══ Extrait du document ══

Ces tentatives contradictoires pour travestir les résultats et les déchirements publics au sein du régime, sont venus illustrer l’incapacité de celui-ci à maitriser un processus électoral pourtant totalement verrouillé. Ils ont illustré que le pouvoir conserve certes toujours la capacité d’imposer un président mais il n’a plus celle de construire un scénario politique ni surtout d’en contrôler les étapes.
L’ombre planante du Hirak et de son potentiel de contestation
Pour dénier tout caractère de contestation à cette abstention, des relais du régime, prenant à témoin la cacophonie entre centres de pouvoir, ont laissé entendre que cette abstention serait le résultat d’actes de nuisance entre factions opposées du pouvoir pour affaiblir Tebboune. De même que l’âge avancé (78 ans) du président de la commission électorale a été suggéré comme cause du désordre électoral, oubliant que le président qui rempile et le Chef d’état-major sont encore plus âgés (79 ans) dans ce qui s’apparente désormais à une gérontocratie.
Or, il s’agit d’une lame de fond de défiance qu’avait porté le Hirak et qui, depuis, n’a pas reflué. Que ce soit au référendum constitutionnel du 1 novembre 2020 ou aux législatives de juin 2021, en dépit de gonflements avérés, le taux de participation officiel n’a pas dépassé les 23%. Le Hirak continue à survivre sous forme de potentiel silencieux de contestation. Les tentatives de restructuration du régime se font toujours sous l’hypothèque de sa menace potentielle, avec pour objectif de la conjurer. Habitées par cette menace, elles sont menées à vue, sans perspective politique, dans l’improvisation, aboutissant à une impasse après l’autre comme l’ont illustré ces élections.

═══
══ Données fournies ══

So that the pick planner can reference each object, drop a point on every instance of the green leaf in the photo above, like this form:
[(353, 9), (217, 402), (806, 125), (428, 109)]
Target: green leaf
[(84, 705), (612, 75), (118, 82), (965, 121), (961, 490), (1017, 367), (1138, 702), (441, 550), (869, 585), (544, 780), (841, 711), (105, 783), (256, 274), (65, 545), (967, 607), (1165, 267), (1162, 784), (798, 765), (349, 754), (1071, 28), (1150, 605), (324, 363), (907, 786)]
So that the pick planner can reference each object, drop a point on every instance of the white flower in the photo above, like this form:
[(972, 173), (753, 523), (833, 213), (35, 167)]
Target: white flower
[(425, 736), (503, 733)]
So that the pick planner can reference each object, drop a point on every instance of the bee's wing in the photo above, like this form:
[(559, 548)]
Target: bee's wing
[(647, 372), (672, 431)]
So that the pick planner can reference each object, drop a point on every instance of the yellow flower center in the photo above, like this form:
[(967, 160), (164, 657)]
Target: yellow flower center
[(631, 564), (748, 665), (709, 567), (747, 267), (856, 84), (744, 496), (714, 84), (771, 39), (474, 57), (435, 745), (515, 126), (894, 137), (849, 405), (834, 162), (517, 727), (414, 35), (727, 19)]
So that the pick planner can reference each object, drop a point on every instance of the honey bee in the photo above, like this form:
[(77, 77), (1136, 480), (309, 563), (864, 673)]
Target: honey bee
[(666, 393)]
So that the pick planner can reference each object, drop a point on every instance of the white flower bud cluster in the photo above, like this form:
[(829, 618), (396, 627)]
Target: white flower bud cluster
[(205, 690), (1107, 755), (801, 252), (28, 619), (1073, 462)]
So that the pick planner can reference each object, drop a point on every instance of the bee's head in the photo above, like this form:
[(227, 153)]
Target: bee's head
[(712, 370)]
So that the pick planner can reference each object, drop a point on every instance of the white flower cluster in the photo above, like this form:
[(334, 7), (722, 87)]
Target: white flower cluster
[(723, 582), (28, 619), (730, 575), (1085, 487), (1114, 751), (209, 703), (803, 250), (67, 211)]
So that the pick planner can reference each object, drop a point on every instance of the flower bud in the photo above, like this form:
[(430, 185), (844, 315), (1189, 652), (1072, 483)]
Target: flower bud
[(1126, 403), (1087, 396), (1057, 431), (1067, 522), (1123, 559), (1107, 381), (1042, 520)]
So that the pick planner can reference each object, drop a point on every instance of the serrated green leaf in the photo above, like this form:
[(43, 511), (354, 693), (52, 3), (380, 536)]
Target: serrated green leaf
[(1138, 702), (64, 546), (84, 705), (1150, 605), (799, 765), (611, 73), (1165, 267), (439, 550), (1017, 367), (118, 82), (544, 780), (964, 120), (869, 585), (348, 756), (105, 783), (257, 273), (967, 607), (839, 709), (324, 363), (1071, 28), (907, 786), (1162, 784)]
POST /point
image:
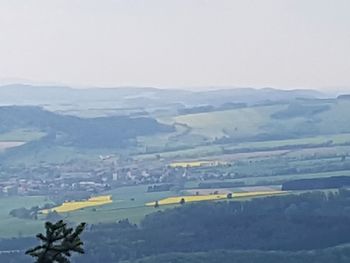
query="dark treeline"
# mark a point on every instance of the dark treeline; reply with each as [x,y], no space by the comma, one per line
[338,255]
[291,223]
[286,223]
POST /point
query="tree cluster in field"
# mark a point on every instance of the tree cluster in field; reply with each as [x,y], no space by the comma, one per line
[33,212]
[288,224]
[159,188]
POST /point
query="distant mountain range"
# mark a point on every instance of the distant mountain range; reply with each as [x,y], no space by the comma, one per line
[19,94]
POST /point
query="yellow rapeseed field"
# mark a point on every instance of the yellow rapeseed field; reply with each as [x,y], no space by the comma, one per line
[198,198]
[194,164]
[76,205]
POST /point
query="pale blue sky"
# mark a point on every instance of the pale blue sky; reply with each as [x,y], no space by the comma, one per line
[177,43]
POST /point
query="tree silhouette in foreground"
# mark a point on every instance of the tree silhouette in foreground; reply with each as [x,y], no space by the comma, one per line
[58,243]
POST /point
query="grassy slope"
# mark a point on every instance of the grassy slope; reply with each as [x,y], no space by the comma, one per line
[239,123]
[12,227]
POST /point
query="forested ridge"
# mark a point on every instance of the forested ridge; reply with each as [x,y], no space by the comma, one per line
[289,224]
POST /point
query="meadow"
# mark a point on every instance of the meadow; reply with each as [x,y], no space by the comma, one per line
[76,205]
[211,197]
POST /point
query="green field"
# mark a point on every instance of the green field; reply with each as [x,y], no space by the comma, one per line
[15,227]
[121,208]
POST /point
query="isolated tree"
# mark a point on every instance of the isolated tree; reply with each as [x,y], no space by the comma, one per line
[156,204]
[58,243]
[182,201]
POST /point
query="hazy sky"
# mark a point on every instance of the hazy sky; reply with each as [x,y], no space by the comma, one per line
[172,43]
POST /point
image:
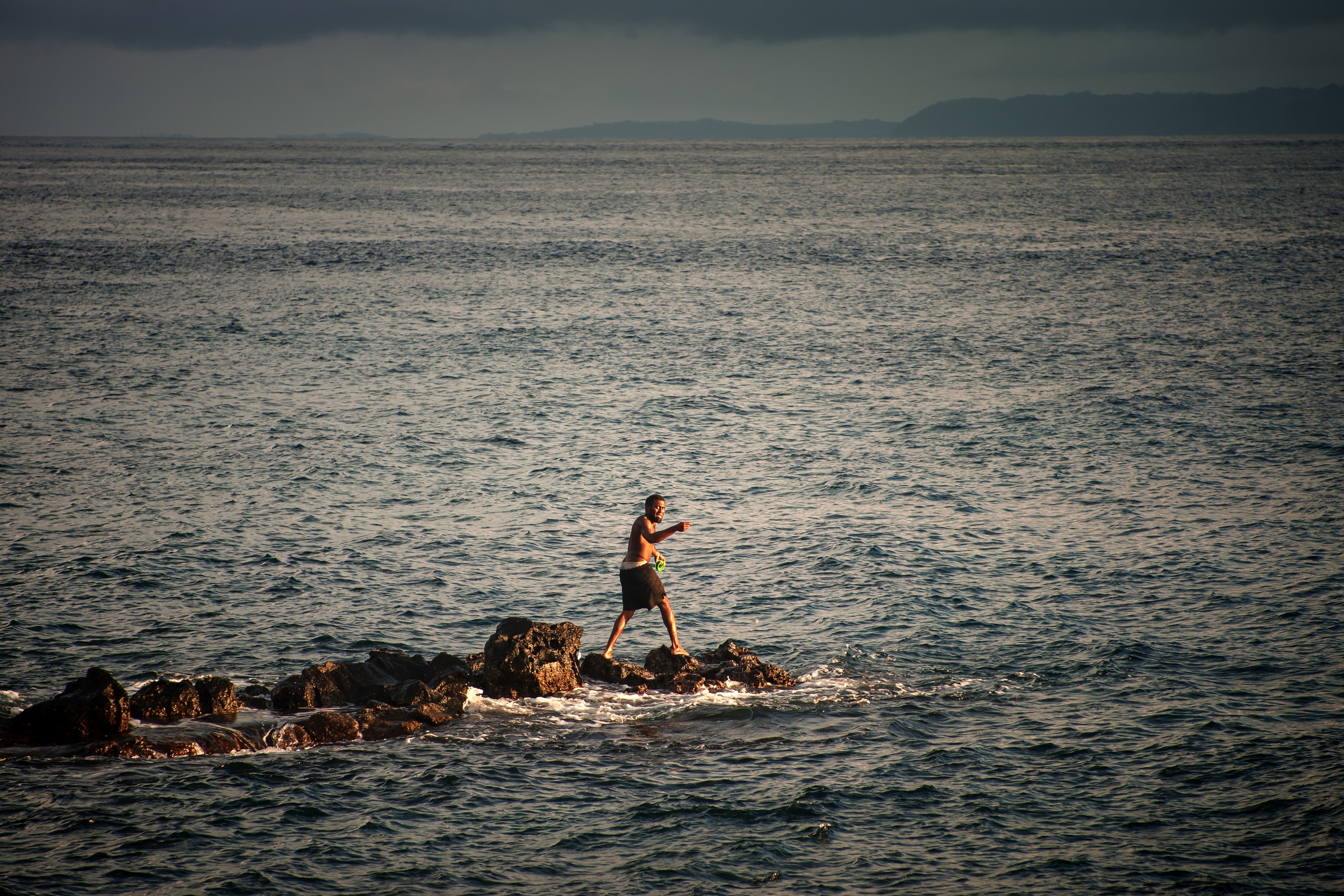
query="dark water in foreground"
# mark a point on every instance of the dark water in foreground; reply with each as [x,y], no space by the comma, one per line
[1025,456]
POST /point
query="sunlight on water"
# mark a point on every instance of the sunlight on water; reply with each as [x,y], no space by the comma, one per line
[1023,456]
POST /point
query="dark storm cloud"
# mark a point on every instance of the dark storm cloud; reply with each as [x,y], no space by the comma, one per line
[170,25]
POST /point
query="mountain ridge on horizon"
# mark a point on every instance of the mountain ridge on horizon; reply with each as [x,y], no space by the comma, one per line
[1265,111]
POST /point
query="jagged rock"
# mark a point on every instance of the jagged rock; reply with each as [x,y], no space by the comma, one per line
[526,658]
[194,739]
[623,673]
[217,696]
[288,736]
[342,684]
[447,664]
[254,696]
[163,700]
[674,672]
[662,663]
[383,723]
[89,708]
[167,700]
[331,727]
[398,665]
[733,663]
[412,693]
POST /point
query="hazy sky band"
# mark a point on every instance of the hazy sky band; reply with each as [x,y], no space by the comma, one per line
[182,25]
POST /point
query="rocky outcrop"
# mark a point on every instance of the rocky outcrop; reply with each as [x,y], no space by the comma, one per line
[725,666]
[388,722]
[331,727]
[674,672]
[343,684]
[254,698]
[526,658]
[620,673]
[217,695]
[165,700]
[89,708]
[399,695]
[732,663]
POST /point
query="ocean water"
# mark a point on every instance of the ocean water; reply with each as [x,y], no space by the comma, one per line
[1025,456]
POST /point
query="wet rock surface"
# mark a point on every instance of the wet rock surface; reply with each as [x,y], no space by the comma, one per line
[621,673]
[726,666]
[733,663]
[166,700]
[331,727]
[89,708]
[526,658]
[390,695]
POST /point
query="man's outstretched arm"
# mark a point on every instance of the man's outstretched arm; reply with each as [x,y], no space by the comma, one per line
[654,537]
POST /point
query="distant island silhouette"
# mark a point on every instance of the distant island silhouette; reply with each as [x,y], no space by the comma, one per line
[1268,111]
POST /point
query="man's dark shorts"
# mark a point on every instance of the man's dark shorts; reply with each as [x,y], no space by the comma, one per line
[641,589]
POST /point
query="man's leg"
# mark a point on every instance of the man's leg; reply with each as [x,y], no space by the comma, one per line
[670,621]
[616,630]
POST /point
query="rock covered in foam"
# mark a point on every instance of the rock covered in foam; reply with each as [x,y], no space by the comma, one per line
[621,673]
[733,663]
[526,658]
[330,727]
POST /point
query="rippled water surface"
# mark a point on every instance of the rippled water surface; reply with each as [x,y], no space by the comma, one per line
[1025,456]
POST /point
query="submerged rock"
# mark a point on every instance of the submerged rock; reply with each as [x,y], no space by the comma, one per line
[343,684]
[217,696]
[621,673]
[331,727]
[674,672]
[733,663]
[716,669]
[165,700]
[254,696]
[90,708]
[526,658]
[389,722]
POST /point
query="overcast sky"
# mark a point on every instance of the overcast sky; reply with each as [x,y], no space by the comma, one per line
[463,68]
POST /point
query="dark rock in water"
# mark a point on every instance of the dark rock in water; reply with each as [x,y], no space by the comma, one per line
[254,696]
[674,672]
[331,727]
[197,739]
[663,663]
[614,671]
[90,708]
[526,658]
[733,663]
[217,696]
[447,664]
[383,723]
[288,736]
[342,684]
[714,669]
[166,700]
[410,693]
[398,665]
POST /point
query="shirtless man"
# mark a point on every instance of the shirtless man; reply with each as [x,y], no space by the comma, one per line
[640,585]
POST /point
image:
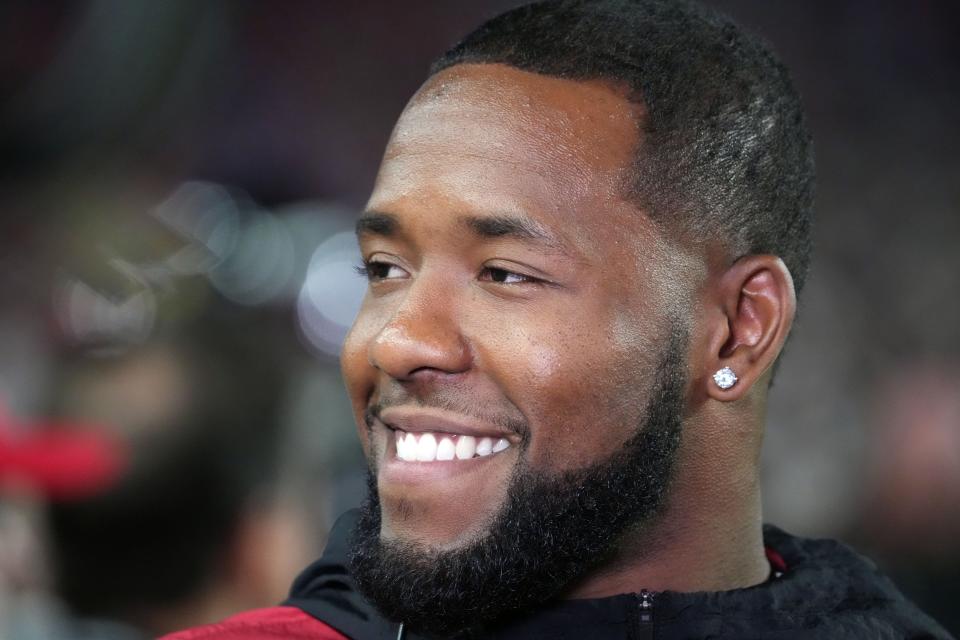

═══

Consigne A → Selon l'extrait du document, quel âge a le président de la commission électorale ?
Consigne B → Pour chacune de ces affirmations, dites si elle concorde avec l'extrait du document en répondant par oui ou par non, puis citez les mots du texte qui tranchent : (i) le taux de participation officiel aux législatives de juin 2021 a dépassé les 23 % ; (ii) le président qui rempile et le Chef d'état-major ont 79 ans ; (iii) le pouvoir n'a plus la capacité d'imposer un président.
Les données n'ont ici aucun rôle.

Réponse complète A → Il a 78 ans.

Réponse complète B →
(i) Non : « le taux de participation officiel n’a pas dépassé les 23% ».
(ii) Oui : « le président qui rempile et le Chef d’état-major sont encore plus âgés (79 ans) ».
(iii) Non : « le pouvoir conserve certes toujours la capacité d’imposer un président ».